• **WHAT TO DO**:
Copy the records from the line holding "rail. Tag each instance with a single point." through the end of the records, inclusive, and replace "roof rail" with "roof rack" while leaving everything else unchanged.

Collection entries
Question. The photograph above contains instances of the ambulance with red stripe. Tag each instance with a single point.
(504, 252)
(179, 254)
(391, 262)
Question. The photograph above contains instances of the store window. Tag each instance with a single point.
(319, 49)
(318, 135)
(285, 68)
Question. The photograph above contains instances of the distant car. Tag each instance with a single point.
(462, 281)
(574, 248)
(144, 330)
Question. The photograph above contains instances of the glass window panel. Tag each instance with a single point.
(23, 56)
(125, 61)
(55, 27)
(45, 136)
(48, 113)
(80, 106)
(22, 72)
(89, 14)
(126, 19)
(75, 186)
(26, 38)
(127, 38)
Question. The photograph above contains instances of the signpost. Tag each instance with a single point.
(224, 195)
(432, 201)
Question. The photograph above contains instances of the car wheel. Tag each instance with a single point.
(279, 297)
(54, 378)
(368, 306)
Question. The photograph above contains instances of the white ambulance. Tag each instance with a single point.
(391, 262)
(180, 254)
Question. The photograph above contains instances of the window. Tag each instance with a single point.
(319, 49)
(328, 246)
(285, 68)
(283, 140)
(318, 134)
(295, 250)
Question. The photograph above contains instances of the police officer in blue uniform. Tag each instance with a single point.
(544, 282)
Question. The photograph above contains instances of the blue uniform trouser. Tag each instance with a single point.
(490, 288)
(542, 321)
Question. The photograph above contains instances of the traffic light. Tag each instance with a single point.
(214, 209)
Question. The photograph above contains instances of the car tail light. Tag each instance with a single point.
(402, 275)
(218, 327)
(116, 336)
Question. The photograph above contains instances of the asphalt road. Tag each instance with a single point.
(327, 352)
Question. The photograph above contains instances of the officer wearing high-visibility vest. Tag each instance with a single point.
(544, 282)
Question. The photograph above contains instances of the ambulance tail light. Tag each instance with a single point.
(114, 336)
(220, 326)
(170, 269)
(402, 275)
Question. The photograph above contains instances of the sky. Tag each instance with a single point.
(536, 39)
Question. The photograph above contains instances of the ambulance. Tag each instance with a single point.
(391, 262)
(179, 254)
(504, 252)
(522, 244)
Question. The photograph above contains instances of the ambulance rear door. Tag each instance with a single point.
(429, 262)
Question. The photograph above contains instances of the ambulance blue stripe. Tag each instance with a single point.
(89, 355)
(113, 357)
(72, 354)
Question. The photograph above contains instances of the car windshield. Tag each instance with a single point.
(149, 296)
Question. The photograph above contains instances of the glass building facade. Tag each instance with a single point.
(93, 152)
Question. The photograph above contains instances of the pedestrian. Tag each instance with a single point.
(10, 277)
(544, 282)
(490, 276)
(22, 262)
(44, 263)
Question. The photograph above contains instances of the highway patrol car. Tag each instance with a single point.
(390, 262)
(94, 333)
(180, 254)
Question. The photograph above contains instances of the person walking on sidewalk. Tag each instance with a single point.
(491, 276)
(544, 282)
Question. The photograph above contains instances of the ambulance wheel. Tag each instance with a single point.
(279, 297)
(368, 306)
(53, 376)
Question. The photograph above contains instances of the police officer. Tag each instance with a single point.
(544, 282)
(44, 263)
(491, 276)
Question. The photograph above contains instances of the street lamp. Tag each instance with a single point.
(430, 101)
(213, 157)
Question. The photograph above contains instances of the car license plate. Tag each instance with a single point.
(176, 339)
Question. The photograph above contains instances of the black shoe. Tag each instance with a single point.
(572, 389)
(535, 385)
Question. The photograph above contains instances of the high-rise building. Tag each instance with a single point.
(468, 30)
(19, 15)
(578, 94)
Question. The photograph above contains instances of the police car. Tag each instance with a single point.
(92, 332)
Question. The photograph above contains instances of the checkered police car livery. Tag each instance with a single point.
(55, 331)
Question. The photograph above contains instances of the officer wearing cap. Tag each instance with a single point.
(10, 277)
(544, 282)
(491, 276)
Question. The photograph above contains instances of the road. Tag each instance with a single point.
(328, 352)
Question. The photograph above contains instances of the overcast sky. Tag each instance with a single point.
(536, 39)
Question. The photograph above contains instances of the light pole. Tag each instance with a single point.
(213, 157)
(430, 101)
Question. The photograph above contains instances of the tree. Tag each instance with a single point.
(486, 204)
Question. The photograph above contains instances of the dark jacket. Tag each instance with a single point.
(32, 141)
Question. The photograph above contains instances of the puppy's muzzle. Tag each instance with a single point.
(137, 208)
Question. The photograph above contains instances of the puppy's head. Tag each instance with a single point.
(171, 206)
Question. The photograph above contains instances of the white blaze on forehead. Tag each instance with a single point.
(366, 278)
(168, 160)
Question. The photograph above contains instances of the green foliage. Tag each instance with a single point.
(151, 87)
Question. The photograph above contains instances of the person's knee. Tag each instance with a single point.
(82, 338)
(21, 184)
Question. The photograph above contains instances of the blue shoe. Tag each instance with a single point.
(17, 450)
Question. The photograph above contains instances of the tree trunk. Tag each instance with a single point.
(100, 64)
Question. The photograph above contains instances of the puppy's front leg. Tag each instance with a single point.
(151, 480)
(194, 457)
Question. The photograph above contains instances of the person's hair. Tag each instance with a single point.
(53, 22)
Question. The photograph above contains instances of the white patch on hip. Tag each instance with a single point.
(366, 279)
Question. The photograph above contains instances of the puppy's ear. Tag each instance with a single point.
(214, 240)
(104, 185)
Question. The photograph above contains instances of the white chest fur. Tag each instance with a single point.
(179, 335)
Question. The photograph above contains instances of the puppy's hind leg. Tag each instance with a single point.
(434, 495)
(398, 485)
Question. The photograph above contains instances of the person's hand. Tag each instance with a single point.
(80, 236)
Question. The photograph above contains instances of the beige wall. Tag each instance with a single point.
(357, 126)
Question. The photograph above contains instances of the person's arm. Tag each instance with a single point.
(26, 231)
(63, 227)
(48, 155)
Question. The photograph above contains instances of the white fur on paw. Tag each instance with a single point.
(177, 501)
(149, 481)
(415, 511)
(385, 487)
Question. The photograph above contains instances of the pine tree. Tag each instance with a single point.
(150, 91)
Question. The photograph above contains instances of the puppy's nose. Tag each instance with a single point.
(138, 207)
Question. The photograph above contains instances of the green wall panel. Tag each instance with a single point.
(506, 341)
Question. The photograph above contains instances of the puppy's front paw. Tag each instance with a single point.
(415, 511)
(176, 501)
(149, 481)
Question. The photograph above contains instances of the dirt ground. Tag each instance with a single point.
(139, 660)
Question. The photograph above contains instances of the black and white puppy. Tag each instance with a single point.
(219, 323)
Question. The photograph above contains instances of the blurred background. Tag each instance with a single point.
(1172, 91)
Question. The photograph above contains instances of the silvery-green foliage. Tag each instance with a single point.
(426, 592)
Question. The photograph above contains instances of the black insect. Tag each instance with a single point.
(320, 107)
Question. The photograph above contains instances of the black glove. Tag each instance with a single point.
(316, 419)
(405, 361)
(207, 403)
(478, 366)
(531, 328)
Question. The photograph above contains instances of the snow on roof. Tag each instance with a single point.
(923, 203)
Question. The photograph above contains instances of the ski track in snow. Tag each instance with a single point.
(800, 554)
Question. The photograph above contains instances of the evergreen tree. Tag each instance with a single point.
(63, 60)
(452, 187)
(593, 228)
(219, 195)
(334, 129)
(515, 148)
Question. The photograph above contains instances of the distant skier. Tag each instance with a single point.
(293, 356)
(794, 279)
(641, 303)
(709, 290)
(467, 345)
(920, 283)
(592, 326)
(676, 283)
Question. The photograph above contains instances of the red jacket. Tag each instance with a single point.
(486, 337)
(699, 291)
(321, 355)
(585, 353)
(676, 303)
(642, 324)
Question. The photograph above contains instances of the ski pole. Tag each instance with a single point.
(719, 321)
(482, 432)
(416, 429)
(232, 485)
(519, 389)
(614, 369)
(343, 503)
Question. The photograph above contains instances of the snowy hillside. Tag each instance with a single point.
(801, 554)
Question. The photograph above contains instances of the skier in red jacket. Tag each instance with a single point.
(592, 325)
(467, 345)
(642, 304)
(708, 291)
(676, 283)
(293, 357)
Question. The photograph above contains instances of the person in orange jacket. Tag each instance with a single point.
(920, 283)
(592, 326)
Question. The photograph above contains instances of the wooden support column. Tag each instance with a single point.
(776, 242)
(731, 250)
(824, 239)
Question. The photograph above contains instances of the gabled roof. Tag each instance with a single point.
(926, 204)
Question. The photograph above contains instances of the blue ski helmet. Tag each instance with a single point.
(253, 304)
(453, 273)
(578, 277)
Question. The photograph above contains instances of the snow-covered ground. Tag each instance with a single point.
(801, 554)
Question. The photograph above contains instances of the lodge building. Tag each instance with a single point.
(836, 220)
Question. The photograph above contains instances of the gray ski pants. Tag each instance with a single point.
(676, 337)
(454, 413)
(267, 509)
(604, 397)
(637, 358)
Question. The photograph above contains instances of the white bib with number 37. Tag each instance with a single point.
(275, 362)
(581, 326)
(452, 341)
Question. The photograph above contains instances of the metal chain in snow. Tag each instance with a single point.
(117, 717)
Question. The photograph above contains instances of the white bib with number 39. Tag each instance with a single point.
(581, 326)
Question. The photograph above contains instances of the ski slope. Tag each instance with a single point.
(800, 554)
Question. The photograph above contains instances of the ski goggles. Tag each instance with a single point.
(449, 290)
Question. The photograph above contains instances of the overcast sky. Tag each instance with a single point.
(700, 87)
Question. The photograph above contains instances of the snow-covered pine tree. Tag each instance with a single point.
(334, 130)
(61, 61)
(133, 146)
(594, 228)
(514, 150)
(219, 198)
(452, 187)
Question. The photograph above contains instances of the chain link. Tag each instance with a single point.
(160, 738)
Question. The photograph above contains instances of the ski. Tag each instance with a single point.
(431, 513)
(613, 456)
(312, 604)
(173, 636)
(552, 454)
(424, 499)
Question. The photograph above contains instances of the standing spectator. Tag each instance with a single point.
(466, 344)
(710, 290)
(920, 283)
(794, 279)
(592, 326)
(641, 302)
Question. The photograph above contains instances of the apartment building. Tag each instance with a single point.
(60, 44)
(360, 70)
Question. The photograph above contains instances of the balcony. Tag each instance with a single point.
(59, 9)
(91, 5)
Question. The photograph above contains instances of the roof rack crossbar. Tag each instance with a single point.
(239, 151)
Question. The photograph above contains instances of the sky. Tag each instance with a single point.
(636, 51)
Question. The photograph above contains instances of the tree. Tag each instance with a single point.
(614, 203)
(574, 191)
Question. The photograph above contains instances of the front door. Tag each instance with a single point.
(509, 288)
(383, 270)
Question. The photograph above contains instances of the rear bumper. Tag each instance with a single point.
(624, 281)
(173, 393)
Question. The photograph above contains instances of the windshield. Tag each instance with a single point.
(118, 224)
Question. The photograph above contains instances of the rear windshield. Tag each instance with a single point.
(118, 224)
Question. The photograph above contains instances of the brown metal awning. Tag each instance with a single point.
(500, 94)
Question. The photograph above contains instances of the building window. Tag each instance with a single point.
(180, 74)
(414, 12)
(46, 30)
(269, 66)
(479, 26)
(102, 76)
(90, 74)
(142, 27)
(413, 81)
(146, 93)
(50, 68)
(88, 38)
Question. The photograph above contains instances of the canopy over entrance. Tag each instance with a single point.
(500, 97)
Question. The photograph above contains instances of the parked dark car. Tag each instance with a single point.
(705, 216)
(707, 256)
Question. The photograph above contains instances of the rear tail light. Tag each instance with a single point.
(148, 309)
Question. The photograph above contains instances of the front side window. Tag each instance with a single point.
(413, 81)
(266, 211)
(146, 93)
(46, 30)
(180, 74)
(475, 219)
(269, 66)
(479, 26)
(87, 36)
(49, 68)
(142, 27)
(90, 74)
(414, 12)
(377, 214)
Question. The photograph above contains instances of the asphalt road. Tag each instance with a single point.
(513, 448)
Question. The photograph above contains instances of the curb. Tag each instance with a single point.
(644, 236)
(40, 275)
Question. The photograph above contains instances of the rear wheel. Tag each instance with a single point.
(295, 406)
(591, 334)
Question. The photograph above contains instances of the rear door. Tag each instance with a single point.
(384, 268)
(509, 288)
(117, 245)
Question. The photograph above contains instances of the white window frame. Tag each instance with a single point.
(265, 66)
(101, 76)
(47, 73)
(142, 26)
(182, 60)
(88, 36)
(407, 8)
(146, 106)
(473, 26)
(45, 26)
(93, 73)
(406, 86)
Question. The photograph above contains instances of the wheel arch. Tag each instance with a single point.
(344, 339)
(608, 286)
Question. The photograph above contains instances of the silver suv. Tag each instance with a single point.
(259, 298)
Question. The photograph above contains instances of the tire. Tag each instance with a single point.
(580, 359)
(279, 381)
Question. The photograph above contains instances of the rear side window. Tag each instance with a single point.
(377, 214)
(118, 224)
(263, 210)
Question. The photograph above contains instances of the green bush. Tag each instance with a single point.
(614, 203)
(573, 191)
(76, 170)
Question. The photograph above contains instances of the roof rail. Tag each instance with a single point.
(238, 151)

• **THE SOLUTION**:
Question. The photograph above contains instances of the roof rack. Tag each instance with a single point.
(238, 151)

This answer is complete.